#### WHAT IS BEING ASKED
Copy out word for word everything in the items below, from the line containing "TARGET = blue jeans" down to the end of the items.

#### Dataset rows showing where objects appear

□ □ □ □ □

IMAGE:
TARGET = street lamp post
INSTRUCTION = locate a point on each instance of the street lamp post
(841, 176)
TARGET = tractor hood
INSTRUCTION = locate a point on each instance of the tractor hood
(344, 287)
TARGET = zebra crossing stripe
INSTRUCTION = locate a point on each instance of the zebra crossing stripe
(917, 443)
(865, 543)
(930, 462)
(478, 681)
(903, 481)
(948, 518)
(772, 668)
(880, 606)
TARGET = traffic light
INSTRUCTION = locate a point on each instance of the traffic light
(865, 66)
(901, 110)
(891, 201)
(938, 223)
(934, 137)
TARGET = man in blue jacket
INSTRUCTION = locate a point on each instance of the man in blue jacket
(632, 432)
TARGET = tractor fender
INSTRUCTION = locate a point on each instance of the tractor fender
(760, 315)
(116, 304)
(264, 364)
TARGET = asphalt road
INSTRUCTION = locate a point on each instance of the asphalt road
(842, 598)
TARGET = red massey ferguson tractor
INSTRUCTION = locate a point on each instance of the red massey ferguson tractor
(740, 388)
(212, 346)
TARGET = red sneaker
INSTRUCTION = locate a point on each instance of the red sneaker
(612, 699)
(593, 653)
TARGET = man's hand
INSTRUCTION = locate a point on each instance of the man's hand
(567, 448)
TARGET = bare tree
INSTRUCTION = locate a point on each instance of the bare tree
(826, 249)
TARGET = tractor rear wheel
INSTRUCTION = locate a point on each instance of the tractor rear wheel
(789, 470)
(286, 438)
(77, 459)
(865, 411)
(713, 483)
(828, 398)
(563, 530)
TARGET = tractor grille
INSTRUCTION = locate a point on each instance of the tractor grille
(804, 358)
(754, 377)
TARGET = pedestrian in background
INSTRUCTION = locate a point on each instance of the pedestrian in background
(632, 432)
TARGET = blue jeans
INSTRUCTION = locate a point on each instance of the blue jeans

□ □ □ □ □

#### SOLUTION FOR THIS TASK
TARGET = blue jeans
INSTRUCTION = locate a point on each instance of the blue jeans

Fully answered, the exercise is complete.